__Assignment__: A word-for-word copy of the entries is the goal; leave out the pictures.

__Extracted data__:
+ + + + + + +
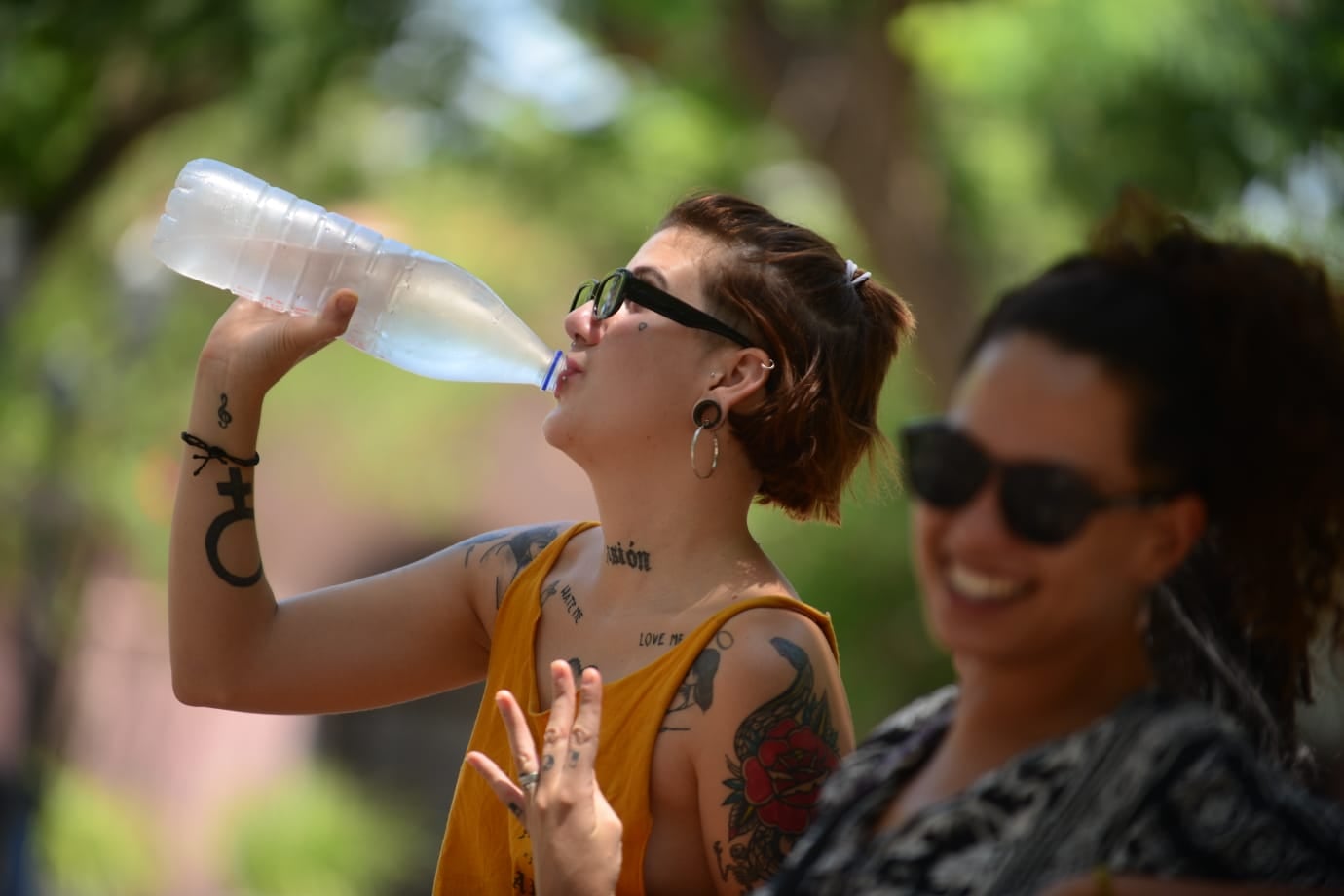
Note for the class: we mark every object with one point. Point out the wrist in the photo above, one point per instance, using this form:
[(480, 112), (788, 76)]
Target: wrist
[(223, 411)]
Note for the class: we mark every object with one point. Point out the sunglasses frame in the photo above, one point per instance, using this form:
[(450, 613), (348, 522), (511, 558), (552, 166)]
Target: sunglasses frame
[(651, 297), (1021, 521)]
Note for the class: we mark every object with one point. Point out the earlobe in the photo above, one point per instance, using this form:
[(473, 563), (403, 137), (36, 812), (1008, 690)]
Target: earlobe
[(742, 386)]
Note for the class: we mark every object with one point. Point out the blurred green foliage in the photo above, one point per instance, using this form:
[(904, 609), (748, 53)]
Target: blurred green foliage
[(93, 841), (317, 833)]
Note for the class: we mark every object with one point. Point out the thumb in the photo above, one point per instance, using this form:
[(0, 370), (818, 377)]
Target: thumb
[(338, 312), (317, 331)]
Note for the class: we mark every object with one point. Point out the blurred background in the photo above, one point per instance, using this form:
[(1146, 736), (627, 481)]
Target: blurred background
[(951, 147)]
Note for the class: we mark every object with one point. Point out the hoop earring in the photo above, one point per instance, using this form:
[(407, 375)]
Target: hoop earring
[(707, 414)]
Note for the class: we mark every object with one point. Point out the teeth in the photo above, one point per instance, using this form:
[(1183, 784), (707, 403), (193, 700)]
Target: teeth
[(977, 586)]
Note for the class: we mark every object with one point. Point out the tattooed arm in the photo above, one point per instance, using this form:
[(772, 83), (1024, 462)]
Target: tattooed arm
[(766, 735), (392, 637)]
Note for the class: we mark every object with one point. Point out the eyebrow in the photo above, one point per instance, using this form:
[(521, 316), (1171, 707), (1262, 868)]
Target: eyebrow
[(651, 275)]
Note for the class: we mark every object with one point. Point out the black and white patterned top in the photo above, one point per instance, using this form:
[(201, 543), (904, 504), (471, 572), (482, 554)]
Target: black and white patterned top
[(1156, 787)]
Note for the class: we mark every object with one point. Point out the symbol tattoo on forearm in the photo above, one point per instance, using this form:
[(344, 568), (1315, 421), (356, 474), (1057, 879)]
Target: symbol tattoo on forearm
[(238, 491)]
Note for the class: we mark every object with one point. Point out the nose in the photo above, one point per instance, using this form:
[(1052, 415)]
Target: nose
[(580, 326)]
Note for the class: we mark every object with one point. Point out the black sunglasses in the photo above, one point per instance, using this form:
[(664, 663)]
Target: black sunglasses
[(1040, 503), (609, 293)]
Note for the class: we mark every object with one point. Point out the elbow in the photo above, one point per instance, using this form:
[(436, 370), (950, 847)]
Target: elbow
[(195, 690)]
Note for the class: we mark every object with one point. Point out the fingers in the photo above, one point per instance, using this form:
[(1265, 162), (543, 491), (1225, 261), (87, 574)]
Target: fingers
[(339, 309), (557, 739), (519, 736), (583, 732), (504, 789), (316, 331)]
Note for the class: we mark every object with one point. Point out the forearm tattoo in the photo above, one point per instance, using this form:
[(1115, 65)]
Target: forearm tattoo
[(511, 549), (785, 751), (238, 491)]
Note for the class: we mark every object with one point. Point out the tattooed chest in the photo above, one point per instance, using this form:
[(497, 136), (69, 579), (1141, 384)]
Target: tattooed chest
[(572, 631)]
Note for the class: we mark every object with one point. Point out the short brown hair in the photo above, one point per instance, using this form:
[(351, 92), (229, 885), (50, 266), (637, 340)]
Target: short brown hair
[(831, 333)]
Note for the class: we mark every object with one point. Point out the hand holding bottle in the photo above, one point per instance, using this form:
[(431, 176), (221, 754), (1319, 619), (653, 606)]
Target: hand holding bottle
[(258, 346)]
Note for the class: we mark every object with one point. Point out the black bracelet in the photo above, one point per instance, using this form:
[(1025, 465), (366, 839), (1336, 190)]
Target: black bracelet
[(215, 453)]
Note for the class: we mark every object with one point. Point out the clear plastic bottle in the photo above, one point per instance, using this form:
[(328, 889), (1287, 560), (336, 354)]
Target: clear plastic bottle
[(232, 230)]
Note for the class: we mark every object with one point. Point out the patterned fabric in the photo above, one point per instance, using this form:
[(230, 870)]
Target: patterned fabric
[(1157, 787)]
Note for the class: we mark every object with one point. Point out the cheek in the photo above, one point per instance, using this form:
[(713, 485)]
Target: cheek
[(926, 532)]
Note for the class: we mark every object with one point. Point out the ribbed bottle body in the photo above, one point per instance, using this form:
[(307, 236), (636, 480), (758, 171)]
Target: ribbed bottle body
[(425, 315)]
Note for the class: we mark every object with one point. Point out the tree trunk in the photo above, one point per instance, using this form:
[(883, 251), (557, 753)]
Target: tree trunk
[(855, 106)]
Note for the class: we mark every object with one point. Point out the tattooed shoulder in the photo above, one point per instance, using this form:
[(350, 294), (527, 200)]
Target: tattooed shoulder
[(508, 551), (784, 751)]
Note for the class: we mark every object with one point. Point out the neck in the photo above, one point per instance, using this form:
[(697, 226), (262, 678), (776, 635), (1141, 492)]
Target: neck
[(1018, 707), (675, 537)]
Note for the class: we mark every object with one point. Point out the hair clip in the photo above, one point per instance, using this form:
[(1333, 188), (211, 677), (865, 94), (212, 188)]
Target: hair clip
[(851, 270)]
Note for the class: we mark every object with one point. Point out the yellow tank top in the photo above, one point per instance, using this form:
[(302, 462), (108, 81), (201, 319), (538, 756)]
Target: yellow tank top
[(485, 849)]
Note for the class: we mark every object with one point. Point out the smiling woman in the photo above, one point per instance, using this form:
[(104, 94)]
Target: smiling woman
[(1127, 569), (734, 337)]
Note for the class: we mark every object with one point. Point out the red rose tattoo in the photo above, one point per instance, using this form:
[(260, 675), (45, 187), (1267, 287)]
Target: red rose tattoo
[(784, 779), (785, 751)]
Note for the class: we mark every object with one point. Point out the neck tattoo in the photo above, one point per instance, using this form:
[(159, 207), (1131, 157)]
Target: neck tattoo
[(628, 556)]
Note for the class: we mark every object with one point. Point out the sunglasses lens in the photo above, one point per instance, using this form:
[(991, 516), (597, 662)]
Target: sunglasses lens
[(609, 296), (1046, 504), (943, 467), (583, 296)]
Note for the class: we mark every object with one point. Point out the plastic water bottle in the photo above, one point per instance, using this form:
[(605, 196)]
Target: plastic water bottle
[(227, 229)]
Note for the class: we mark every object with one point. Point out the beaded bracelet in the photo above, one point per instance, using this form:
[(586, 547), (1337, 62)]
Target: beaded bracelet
[(215, 453)]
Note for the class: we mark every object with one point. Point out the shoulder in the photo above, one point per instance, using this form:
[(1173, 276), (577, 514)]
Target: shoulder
+ + + + + + +
__Solution to the problem__:
Note for the class: we mark every object with one point. Point out the wrist in the photo above, one point per instance, using this form:
[(480, 112), (788, 76)]
Target: wrist
[(223, 411)]
Note for the class: we mark every object with one point. Point out the sunglasses frame in the photo above, one point per instance, using this form:
[(450, 613), (348, 522), (511, 558), (552, 166)]
Target: sunglasses frame
[(651, 297), (1021, 521)]
Note for the class: we mark every object with one point. Point out the earlobe in the photo above, one point per instance, using this form:
[(473, 563), (403, 137), (36, 812), (1008, 690)]
Target: earlobe
[(742, 386)]
Note for the class: we mark every object with one point. Point out the blurred green foliage in the photo above, one point per instance, using this form:
[(904, 609), (748, 53)]
Target: blurred green foliage
[(93, 841), (317, 833)]
Note for the class: we mark every object with one point. Point out the thumb in the photo above, one point per instance, using this form:
[(0, 370), (818, 377)]
Target: thumb
[(338, 312), (317, 331)]
Note for the class: we mark every object with one point. Point out the blurred background in the photo above, one point per instance, using this form:
[(1146, 736), (627, 481)]
Target: blurred background
[(951, 147)]
Note for the class: we mark every object with one point. Point out the hoop earring in the photo above, one point per instance, using this form:
[(407, 375)]
Target: hoop earring
[(707, 414)]
Note for the class: we mark every object with one point. Point out the teeth in the photo above, one point per instance, using this form:
[(1183, 784), (707, 403), (193, 700)]
Target: teeth
[(977, 586)]
Note for the class: we mark every object with one point. Point out the tattooed arm in the photo above, one point per instance, using this form:
[(772, 83), (1024, 462)]
Target: tattooed arm
[(766, 735), (392, 637)]
Note for the class: we mark every object with one point. Point out the eyebrow in the photo above, one point per instance, using this form:
[(521, 316), (1171, 707), (1262, 868)]
Target: eyebrow
[(651, 275)]
Note for the class: we mark every object with one point. Point out the black and white patterned top in the photo above, one point per instance, using this form:
[(201, 543), (904, 504), (471, 572), (482, 554)]
Target: black and white patterned top
[(1156, 787)]
Note for the class: we mark every object with one point. Point out the symbol tattoo on forearm in the photo above, one point per instance, using this form:
[(344, 568), (1315, 421), (356, 474), (1057, 879)]
Target: symbol tattoo on forearm
[(238, 491)]
Note for the class: we mark every object with one point. Point out the nose in the photo above, one point per instance, using this form:
[(1052, 415)]
Target: nose
[(580, 326)]
Note for the class: we mark every object with one point. Point out the black sunglasses in the photo above, one point per instance, using this form:
[(664, 663)]
Target: black sunglasses
[(1040, 503), (609, 293)]
Note for the class: we mark every object with one point. Point out the elbow in the photo above, one point per instance, using this form:
[(436, 370), (950, 847)]
Target: elbow
[(195, 690)]
Note for the class: we mark every object with one point. Point out the fingers in the photo above, one point per instance, using this form:
[(1265, 162), (543, 491), (1225, 261), (87, 574)]
Target: fingers
[(339, 309), (557, 739), (519, 736), (583, 732), (504, 789), (316, 331)]
Note for the class: we mark every object with one point. Point out the forearm tattoo in the photo above, one point per instance, using this form:
[(1115, 65)]
Target: forearm tattoo
[(511, 549), (785, 751), (238, 491)]
Note for the class: we mark every object with one point. Point out the tattooed chest in the photo above, one point per instance, using this form:
[(497, 136), (69, 579), (1141, 384)]
Target: tattooed chest
[(572, 631)]
Note for the class: we mark every object with one point. Point out the short brown hair in the photo above, one point per instance, using this form:
[(351, 92), (229, 885), (50, 266), (637, 340)]
Target: short brown hair
[(831, 333)]
Note for the class: we mark every object with one point. Point out the hand holding bottle in the photo above, one point per instance, using this form:
[(431, 176), (221, 754), (1319, 619), (653, 606)]
Target: hand holding bottle
[(258, 346)]
Note for the class: we mark every object with one point. Point out the black bracelet in the photo above, one point per instance, using this form:
[(1025, 465), (366, 839), (1336, 190)]
Target: black bracelet
[(215, 453)]
Note for the class: we mark every object with one point. Point out the clear plastic bottle in the photo above, one point per instance, using this form:
[(328, 889), (1287, 560), (336, 354)]
Target: clear plastic bottle
[(232, 230)]
Note for the class: we mark every object with one point. Point out the patterned fabric in the photo above, one point per instance, using this form:
[(230, 870)]
Target: patterned fabric
[(1157, 787)]
Note for the class: we mark every object with one point. Point out the cheek in the photo above, one point per instance, using this form:
[(713, 485)]
Target: cheek
[(926, 532)]
Note for the class: we mark every object with one point. Point out the ribbed bottle body in the photo above, one point per instance, using this form:
[(307, 236), (636, 480), (758, 171)]
Target: ribbed bottle body
[(425, 315)]
Note for the class: we mark every object with one point. Point out the tree trunk in the photo above, one point per instance, using this form:
[(883, 251), (557, 753)]
Target: tree trunk
[(855, 106)]
Note for the class: we mark every object with one point. Point out the tattooed shoulder in the photo above, one point per instance, using this form:
[(350, 294), (527, 200)]
Target: tattooed shoulder
[(508, 551), (784, 751)]
Note for the class: we mark every object with one point. Point out the neck in the photo above, one point per instance, using this form:
[(697, 226), (262, 678), (776, 635), (1141, 492)]
Target: neck
[(1018, 707), (675, 537)]
Note for the class: we mark every object with one point. Point out the hair clip in the photo above, one point per instance, using this form:
[(1333, 188), (211, 677), (865, 94), (212, 188)]
Target: hair clip
[(851, 270)]
Note for the class: we mark every object with one point. Point out the yellow tank top in the photo above, one point per instance, using this form:
[(302, 462), (108, 81), (201, 319), (538, 756)]
Target: yellow tank top
[(485, 849)]
Note for the class: we mark every object with one point. Point out the smiling woman in the photo above, one point per instance, using this form:
[(104, 94)]
Target: smiling woman
[(1127, 569), (734, 337)]
Note for the class: we mark every object with one point. Point out the red rose tattoo in the photo above, one point per instance, using this form:
[(260, 675), (45, 187), (1267, 287)]
Target: red rose tattoo
[(784, 779), (785, 751)]
Note for the class: we mark every object with one point. Point out the neck tattoo in the photo above, one point per instance, using this form:
[(159, 207), (1131, 157)]
Target: neck tattoo
[(628, 556)]
Note for the class: we mark every object with one point. Point out the sunglasses lens in the photo above, one point per instance, using this form:
[(991, 516), (597, 662)]
Target: sunglasses lens
[(609, 296), (1046, 504), (943, 467), (583, 296)]
Note for the class: we mark every object with one point. Point out the plastic water bottle in the photo above, one point per instance, using this form:
[(605, 196)]
Target: plastic water bottle
[(227, 229)]
Note for the class: we mark every object with one point. Point out the beaded bracelet in the photo above, one point per instance, using this form:
[(586, 547), (1337, 62)]
Target: beaded bracelet
[(215, 453)]
Note for the class: we mark every object with one point. Point out the shoulder in the photo above, one point per instance, using this form:
[(1173, 276), (577, 514)]
Target: shoulder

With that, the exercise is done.